- Tasks for this exercise -
a – Using the essay on analytics for risk and controls, answer each question briefly on its own line:
(i) Besides C#, which two languages does the writer say they know well?
(ii) What three subjects do the books stacked on the writer's desk cover?
(iii) How many analytics are assumed to run each month in the idea that came in the shower?
b – Reproduce word for word the passage of the essay on analytics for risk and controls between "In my limited" and "the model outputs.", inclusive.
c – Carry on the essay on analytics for risk and controls, picking up right after its final sentence.

- Selected extract -
I call myself a data analyst. My company also calls me a data analyst. But for some time now I have had a nagging feeling of unworthiness of this title because I don’t do data analyst things such as regressions and machine learning. In fact, I really don’t touch anything resembling statistics in my analytical work. Yet, when I look at data analyst roles outside of audit departments, statistics plays a major role. Sure, I can understand complex ERP systems such as SAP, am well-versed in SQL and ACLScript, have built software tools using C#, and implemented sophisticated ETL and analytical routines to identify control weaknesses and drive improvement. But I have never done a regression, and that makes me feel like an inadequate, second-rate data analyst. There are days where I feel like a child playing in a sandbox while the ‘adults’ are off doing big, important things.

I don’t like that feeling, so I have been charting a course in my professional life to steer myself toward integrating statistical analytical tools into my toolbox. There is a stack of books on my desk covering statistics, data science using Python, and machine learning. I also try to read journal and magazine articles that will expose me to this new way of thinking and analyzing data. Finally, I am teaching myself Python and have pushed for my professional training to focus on practical implementations of statistical modelling using Python. However, despite all of this, I have never been able to visualize how we could integrate statistical modelling and machine learning into our risk and controls analyses. I understand the concepts, but had no roadmap and no understanding of what the final ‘physical’ product might look like. Without that roadmap, I have found it impossible to begin. I need to have an idea of what I am aiming for before I can take the first steps.

In my limited reading and experience, statistical datasets are usually collections of samples, with each record being a unique sample and each field a (usually numeric) value describing a measurement or property of the sample. Modelling and machine learning, if my understanding of them is not completely off-base, then looks for relationships and patterns between these measurements and uses them for predictive or scoring purposes. There is a lot of math that goes on to identify and describe those relationships, most of which I do not understand. However, programming languages such as R and Python do understand the math. This means we can leverage these languages to focus less on the math and more on understanding the implications of the inputs on the model outputs.

The problem I have always had is, the data we usually deal with when designing analytics for risks and controls looks and behaves nothing like the typical datasets for statistics and machine learning. Take an example of duplicate payments: we might take a table of invoices, clean it up, and compare the invoices to each other. Our output is a table of attributes describing the duplicated invoices. At most, we might have a handful of columns containing the invoice value. The majority of the fields contain text or date values describing various properties used by the system and business to manage the invoicing process:

By contrast, a typical dataset used for statistical purposes usually looks something like this:

How do we get data that looks and behaves like that when we deal with discrete transactions? What would such data even mean in our context of risk and controls? I had very few ideas and no clue where to even begin. And then I had a bit of an Archimedes moment in the shower. Assume we have 42 different analytics we run on a monthly basis to test various strategic controls around all of the major processes in our company. Also assume each of the exceptions in each of the analytics has some sort of organizational identifier, such as a profit center or a department code. Finally, assume we can also obtain financial information or other key metrics by this organizational identifier. We could use all of this data to craft a dataset which will be the starting point of our statistical models or machine learning algorithms. This dataset will look and behave like the statistical dataset above. The process to build this table is simple: we can simply summarize/aggregate the exceptions by organizational unit. Each summarized analytic would then be joined into a single table along with the summarized metrics and financial measurements. The result will be a table of samples representing each entity in our organization with the fields containing the results of our tests and the entity’s financial performance.

- Dataset rows -
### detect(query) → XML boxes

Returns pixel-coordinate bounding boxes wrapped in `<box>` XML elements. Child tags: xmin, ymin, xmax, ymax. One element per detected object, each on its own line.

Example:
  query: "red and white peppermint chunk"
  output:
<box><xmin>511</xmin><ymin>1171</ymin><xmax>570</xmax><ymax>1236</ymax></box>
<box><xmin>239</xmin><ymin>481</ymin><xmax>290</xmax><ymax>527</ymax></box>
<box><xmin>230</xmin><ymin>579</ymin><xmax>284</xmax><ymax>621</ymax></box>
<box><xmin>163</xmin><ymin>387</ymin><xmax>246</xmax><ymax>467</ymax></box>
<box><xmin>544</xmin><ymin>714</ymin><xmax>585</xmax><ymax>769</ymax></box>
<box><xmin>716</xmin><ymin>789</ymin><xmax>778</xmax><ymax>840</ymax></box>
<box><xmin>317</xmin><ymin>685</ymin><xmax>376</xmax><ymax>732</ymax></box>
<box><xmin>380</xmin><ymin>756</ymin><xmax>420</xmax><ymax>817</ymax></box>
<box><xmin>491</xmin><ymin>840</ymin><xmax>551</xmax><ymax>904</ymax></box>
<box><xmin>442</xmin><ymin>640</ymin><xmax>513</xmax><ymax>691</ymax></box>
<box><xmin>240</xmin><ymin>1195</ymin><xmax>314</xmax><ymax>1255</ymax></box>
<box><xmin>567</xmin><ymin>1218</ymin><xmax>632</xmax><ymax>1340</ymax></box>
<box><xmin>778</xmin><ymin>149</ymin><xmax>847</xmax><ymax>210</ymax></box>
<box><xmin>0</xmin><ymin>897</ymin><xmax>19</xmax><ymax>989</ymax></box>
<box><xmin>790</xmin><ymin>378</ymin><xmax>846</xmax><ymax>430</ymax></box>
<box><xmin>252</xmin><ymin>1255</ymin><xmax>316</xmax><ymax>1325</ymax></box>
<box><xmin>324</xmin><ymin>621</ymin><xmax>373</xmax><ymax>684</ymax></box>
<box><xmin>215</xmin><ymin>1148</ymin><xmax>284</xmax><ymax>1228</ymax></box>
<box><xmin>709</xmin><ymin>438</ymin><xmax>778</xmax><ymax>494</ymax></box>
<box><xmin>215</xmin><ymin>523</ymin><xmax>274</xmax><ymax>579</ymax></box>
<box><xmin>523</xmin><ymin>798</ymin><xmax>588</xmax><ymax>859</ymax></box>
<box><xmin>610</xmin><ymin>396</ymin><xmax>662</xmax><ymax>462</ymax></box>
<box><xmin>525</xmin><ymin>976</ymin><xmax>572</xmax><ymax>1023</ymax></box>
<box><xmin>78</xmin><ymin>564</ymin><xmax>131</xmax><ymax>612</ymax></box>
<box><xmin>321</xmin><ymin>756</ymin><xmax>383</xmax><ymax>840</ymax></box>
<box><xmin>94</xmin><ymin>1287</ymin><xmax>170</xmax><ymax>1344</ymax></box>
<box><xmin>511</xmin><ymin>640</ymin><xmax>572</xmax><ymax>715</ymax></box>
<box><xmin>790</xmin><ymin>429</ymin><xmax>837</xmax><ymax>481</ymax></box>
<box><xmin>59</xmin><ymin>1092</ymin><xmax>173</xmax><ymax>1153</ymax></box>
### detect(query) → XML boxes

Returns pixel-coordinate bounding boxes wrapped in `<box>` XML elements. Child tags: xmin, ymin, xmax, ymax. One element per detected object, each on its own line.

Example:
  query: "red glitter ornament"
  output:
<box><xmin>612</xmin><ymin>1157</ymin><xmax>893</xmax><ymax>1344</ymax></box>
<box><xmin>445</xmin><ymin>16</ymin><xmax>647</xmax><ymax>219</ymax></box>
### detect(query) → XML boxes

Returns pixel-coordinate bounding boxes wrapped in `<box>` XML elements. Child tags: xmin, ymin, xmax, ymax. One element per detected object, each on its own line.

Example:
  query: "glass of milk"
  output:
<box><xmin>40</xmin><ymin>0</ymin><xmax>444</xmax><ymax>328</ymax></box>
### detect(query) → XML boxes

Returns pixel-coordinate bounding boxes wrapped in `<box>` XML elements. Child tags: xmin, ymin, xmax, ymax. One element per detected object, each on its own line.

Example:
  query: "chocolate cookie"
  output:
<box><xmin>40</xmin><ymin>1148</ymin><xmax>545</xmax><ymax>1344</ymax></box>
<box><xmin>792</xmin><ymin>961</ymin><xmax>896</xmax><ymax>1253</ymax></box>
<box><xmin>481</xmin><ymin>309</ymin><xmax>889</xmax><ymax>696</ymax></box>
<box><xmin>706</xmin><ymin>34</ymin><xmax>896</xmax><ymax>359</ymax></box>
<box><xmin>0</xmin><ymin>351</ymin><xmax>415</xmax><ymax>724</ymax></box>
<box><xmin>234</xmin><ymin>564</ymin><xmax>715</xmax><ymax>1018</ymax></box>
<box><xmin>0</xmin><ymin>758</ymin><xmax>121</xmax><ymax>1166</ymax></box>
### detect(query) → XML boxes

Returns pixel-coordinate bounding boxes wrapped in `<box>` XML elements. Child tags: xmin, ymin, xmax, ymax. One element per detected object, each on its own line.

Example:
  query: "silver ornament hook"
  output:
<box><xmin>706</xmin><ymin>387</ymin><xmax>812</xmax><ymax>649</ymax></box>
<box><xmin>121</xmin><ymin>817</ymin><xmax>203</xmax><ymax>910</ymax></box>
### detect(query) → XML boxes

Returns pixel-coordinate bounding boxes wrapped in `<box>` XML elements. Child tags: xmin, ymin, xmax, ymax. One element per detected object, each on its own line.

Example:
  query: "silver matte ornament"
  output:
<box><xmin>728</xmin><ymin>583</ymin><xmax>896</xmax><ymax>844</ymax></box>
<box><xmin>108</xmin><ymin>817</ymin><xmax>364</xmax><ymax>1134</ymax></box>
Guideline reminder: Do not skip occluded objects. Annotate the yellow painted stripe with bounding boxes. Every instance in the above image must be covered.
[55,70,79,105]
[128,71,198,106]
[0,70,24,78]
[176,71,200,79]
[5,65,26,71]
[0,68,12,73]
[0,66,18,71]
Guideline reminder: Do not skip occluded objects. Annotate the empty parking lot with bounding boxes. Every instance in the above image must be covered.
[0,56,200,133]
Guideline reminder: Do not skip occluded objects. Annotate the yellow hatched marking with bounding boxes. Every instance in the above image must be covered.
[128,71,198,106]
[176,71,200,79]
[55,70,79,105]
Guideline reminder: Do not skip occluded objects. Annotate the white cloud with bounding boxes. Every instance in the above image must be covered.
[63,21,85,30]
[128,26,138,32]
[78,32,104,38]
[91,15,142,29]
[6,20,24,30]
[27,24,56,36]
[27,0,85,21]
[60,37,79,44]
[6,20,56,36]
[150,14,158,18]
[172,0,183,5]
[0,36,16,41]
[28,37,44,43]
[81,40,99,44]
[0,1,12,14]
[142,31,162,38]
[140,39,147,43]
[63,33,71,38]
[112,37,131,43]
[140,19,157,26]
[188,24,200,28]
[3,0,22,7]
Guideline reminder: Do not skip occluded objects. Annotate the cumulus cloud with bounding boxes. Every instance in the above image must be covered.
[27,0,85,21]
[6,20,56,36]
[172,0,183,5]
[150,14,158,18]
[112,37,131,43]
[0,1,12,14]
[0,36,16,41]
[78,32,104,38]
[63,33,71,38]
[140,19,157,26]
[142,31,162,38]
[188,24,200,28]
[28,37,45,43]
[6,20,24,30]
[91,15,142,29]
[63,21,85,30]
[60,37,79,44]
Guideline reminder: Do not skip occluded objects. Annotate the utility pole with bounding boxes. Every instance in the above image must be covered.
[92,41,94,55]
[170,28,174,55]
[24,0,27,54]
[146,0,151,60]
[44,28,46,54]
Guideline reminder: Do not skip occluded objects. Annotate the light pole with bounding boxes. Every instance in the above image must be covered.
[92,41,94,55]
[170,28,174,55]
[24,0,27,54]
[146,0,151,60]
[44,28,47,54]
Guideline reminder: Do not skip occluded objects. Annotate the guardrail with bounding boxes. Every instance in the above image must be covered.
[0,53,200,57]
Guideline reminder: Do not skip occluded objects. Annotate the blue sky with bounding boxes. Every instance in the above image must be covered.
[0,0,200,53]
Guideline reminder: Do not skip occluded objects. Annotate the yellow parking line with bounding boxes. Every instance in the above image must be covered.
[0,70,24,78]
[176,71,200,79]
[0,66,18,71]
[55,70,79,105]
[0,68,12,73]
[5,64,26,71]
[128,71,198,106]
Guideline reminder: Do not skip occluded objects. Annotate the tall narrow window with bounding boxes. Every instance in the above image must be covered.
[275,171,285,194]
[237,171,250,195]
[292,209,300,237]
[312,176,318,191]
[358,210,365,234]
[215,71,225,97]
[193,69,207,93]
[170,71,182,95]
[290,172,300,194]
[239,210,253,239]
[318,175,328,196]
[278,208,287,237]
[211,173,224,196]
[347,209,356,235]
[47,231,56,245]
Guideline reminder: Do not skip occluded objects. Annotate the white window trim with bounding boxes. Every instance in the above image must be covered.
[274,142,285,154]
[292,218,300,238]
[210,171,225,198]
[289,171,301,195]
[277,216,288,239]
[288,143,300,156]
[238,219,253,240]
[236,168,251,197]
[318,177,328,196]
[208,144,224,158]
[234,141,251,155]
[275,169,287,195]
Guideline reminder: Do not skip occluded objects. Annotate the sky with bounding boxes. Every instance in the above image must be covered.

- Answers in order -
a –
(i) SQL and ACLScript
(ii) Statistics, data science using Python, and machine learning
(iii) 42

b –
In my limited reading and experience, statistical datasets are usually collections of samples, with each record being a unique sample and each field a (usually numeric) value describing a measurement or property of the sample. Modelling and machine learning, if my understanding of them is not completely off-base, then looks for relationships and patterns between these measurements and uses them for predictive or scoring purposes. There is a lot of math that goes on to identify and describe those relationships, most of which I do not understand. However, programming languages such as R and Python do understand the math. This means we can leverage these languages to focus less on the math and more on understanding the implications of the inputs on the model outputs.

c –
The output of this aggregation might look something like this, with 42 columns for analytic results, a column to identify the department (and perhaps a date), and any number of columns for the financial measures:

From this starting point, we can begin to build our models. I am thinking out loud at this point, but perhaps we can use this data to identify which of our analytics correlate to changes in gross margin, or lost customers, or some other highly-valued company metric. We can then use this information to assess the risk of various processes to the overall organization and make better selections for our audit schedule. We may be able to determine in near real time not only where our control weaknesses lie, but also what their impact will be. If we approach the data from the other direction, from the metrics or financial measurements to the analytic results, we could tie this data into our organization’s forecasts and start predicting where we might find control weaknesses in the near future. We also have some flexibility here; not only can we build our models at a strategic, organization level, but we can also build more focused models to assess specific processes or departments. Perhaps we even take it to the transactional level and build models around discrete transactions such as purchase orders, invoices, and inventory adjustments. These models could be adaptive and learn from prior false positives to get better over time at identifying risky or fraudulent transactions. The result could be a library of models, each one utilizing a subset of fields from our master table and providing a different assessment of the organization.

The models would be built on regression, machine learning, and other statistical algorithms utilized by more traditional data analysis disciplines. Even better, we can build those models in R and/or Python, which ACL has kindly integrated into their product. This allows us to work the models into our existing workflows. My current vision of the process involves having an ACL script that will perform the necessary summarizations and joins to build the master table. Each model will then have its own ACL master script which will export the table to a delimited text file. Then, using ACL’s new functions, it will call an R or Python script to perform the actual modelling. The results of the modelling can then be imported back into ACL and processed as needed.

Interestingly, the key to making all of this work is a suite of solid, informative, and accurate analytics that effectively measure the risks and controls of our organization’s processes. Fortunately, this is our bread and butter. We should all know risks and controls to some degree, and we should all have familiarity with our organization’s processes. This puts us in a unique position to effectively model our organizations’ risks and mitigations and extract key insights from our existing analytical efforts. We are well-positioned with our knowledge, access to data, and ability to control the flow all the way from the detailed analytics to the statistical models.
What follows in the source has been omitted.